### Your goal
Your output must be a faithful copy of the listing underneath.
*-*-*
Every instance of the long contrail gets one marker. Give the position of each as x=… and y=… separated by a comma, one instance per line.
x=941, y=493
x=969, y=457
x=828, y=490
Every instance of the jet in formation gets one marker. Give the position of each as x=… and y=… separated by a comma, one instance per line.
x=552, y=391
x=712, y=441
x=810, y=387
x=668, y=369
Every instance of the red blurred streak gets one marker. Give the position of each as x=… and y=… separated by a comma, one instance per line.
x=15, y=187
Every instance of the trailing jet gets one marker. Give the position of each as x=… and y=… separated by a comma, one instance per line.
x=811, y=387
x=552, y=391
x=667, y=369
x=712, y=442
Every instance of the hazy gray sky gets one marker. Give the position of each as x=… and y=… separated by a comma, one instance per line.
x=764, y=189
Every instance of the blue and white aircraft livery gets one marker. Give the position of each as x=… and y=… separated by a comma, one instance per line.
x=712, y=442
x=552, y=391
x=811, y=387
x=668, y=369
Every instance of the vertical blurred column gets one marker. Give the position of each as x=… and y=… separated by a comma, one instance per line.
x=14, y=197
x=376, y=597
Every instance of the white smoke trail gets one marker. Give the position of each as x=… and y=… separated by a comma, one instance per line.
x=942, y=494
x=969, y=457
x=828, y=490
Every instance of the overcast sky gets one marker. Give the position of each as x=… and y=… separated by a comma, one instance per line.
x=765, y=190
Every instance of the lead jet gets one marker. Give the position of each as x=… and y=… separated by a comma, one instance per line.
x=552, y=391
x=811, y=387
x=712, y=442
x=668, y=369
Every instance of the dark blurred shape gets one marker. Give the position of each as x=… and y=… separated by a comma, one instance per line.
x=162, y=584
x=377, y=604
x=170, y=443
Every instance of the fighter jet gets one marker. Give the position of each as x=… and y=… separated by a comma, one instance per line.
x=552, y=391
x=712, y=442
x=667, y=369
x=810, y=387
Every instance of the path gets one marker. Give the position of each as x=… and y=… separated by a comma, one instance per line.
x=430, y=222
*-*-*
### Problem solution
Every instance of the long contrail gets one marker. Give the position of each as x=… and y=… separated by a comma, one instance per line.
x=941, y=493
x=969, y=457
x=828, y=490
Every instance of the jet in formation gets one marker. Give the position of each as x=… and y=… separated by a comma, one instance per line.
x=552, y=391
x=712, y=441
x=810, y=387
x=668, y=369
Every instance of the red blurred streak gets one marker. Give the position of each as x=… and y=… separated by a comma, one instance per line.
x=15, y=187
Every instance of the trailing jet gets one marker. Give the position of each as x=… and y=… separated by a comma, one instance per line.
x=811, y=387
x=552, y=391
x=667, y=369
x=712, y=442
Every instance of the hazy gray sky gets one marker. Give the position of each as x=… and y=… separated by a comma, one instance per line.
x=764, y=189
Every instance of the blue and white aircraft livery gets one marker. Give the position of each as x=… and y=… separated by a comma, one instance per line.
x=712, y=442
x=552, y=391
x=811, y=387
x=668, y=369
Every instance of the vertical blurred column gets one marker. Give the position of each as x=… and y=… separated by a comma, one instance per line.
x=14, y=197
x=376, y=597
Every instance of the white smoke trail gets one marker. Give the position of each as x=… and y=… separated by a comma, one instance per line.
x=942, y=494
x=969, y=457
x=828, y=490
Every instance of the overcast sky gets one marker. Give the position of each as x=… and y=… separated by a comma, one instance per line.
x=765, y=190
Every instance of the lead jet gets one marker. Give the position of each as x=… and y=… separated by a comma, one instance per line.
x=552, y=391
x=811, y=387
x=712, y=442
x=668, y=369
Every instance of the dark blurred shape gets one marker. Give the position of each as x=… and y=… separated by a comma, one instance per line.
x=162, y=584
x=377, y=604
x=170, y=443
Every instance of the fighter jet gets one marker. Give the position of each as x=… and y=… separated by a comma, one instance per line.
x=552, y=391
x=712, y=442
x=667, y=369
x=810, y=387
Every instance of the path gets one marker. Give the position of each as x=… and y=… separated by a comma, one instance per line.
x=430, y=222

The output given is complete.